-- Prompt --
Format the listing below as a numbered list with one line per entry, leaving out any blank lines.

-- Given entries --
========================================================================
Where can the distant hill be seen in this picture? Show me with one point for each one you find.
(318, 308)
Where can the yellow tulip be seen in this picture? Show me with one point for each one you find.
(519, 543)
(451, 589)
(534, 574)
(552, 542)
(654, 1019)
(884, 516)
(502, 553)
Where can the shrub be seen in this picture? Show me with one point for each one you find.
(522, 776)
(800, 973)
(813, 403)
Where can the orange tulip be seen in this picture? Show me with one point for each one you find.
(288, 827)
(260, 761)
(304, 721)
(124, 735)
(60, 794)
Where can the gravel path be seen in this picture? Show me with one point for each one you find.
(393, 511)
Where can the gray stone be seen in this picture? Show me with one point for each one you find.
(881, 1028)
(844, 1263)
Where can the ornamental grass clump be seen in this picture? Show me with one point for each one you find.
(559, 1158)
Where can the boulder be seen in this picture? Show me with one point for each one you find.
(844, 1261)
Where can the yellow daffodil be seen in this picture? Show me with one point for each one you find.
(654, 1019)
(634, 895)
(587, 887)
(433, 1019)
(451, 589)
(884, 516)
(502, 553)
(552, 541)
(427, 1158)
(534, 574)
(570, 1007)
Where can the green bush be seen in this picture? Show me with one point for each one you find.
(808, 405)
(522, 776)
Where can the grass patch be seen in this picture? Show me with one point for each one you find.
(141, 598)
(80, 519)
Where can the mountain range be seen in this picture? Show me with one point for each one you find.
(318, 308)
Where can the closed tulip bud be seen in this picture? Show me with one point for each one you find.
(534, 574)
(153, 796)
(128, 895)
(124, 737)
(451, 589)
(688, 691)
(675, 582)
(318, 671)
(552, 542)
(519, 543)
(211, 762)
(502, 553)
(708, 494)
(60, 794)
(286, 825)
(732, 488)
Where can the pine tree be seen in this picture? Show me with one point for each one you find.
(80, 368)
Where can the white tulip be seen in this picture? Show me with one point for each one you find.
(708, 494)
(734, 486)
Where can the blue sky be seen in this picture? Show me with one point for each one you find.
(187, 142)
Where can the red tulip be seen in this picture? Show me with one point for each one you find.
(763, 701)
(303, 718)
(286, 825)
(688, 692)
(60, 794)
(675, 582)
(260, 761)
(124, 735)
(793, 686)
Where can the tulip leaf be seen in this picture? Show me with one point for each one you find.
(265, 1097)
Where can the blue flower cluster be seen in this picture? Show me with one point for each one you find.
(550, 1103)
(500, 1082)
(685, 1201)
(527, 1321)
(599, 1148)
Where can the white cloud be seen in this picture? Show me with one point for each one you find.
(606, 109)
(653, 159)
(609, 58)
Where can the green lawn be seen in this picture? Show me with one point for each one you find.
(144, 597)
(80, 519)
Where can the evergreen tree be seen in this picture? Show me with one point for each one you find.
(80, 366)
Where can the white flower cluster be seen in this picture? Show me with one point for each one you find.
========================================================================
-- Task result --
1. Where can the distant hill be seen in this picture? Show me with one point for each one you find.
2. (318, 308)
3. Where can the yellow tulip be seen in this picture? Show me with one point for each one you find.
4. (519, 543)
5. (451, 589)
6. (534, 574)
7. (552, 542)
8. (654, 1019)
9. (884, 516)
10. (502, 553)
11. Where can the shrub be seen in this picture? Show me with one point for each one you find.
12. (522, 776)
13. (800, 973)
14. (813, 403)
15. Where can the orange tulip be seen in this picture? Show me with one point for each one you find.
16. (288, 827)
17. (260, 761)
18. (304, 721)
19. (124, 735)
20. (60, 794)
21. Where can the gravel path be seen in this picture? Show me with one point for each one you find.
22. (393, 511)
23. Where can the gray stone be seen in this picture? Show me with one point for each one you find.
24. (881, 1028)
25. (844, 1263)
26. Where can the ornamental grass clump be seen in this picture? Show me with one point for each one you find.
27. (559, 1158)
28. Where can the boulder be seen in this picture? Show me with one point for each one you find.
29. (844, 1261)
30. Where can the yellow daffodil be seen in this picture? Show me with one point for each one you find.
31. (654, 1019)
32. (634, 895)
33. (587, 887)
34. (433, 1019)
35. (451, 589)
36. (884, 516)
37. (502, 553)
38. (552, 541)
39. (427, 1158)
40. (534, 574)
41. (570, 1007)
42. Where can the green bush be seen in this picture? Show me with one point for each one you find.
43. (808, 405)
44. (522, 776)
45. Where can the grass patch be seen in this picture? Show me with one point for each one you find.
46. (141, 598)
47. (80, 519)
48. Where can the mountain range be seen in this picture? Show me with one point for each one you find.
49. (318, 308)
50. Where can the closed tulip bud be seen in this picture? Show me with one point for each one you find.
51. (534, 574)
52. (153, 796)
53. (128, 895)
54. (124, 737)
55. (451, 589)
56. (688, 691)
57. (675, 582)
58. (318, 671)
59. (552, 542)
60. (519, 543)
61. (211, 762)
62. (502, 553)
63. (708, 494)
64. (60, 794)
65. (286, 825)
66. (732, 488)
67. Where can the pine tree be seen in this picture? Show me with one point for each one you find.
68. (80, 368)
69. Where can the white tulip be seen in this picture? Show me with one point for each one you find.
70. (708, 494)
71. (734, 486)
72. Where can the blue sky be seen in this picture? Show me with one point for each one you find.
73. (187, 142)
74. Where can the red tulip be seen in this picture? Show me with one point for each one you find.
75. (763, 701)
76. (303, 718)
77. (286, 825)
78. (688, 692)
79. (60, 794)
80. (675, 582)
81. (260, 761)
82. (124, 735)
83. (793, 686)
84. Where can the tulip leaf be seen in this picture? Show me with one point for each one you find.
85. (265, 1097)
86. Where can the blue flower cluster be seen in this picture? Show me with one point for each one you find.
87. (550, 1103)
88. (500, 1082)
89. (685, 1201)
90. (527, 1321)
91. (599, 1148)
92. Where can the white cloud be seen in this picture? Show me with one point for each one you find.
93. (606, 109)
94. (653, 159)
95. (609, 58)
96. Where can the green lawn be seen in this picture? Show me with one point for each one you find.
97. (144, 597)
98. (80, 519)
99. Where can the evergreen tree be seen in this picture? Show me with one point for each one you find.
100. (80, 366)
101. Where can the white flower cluster be seen in this picture? Show me with one point for each one you find.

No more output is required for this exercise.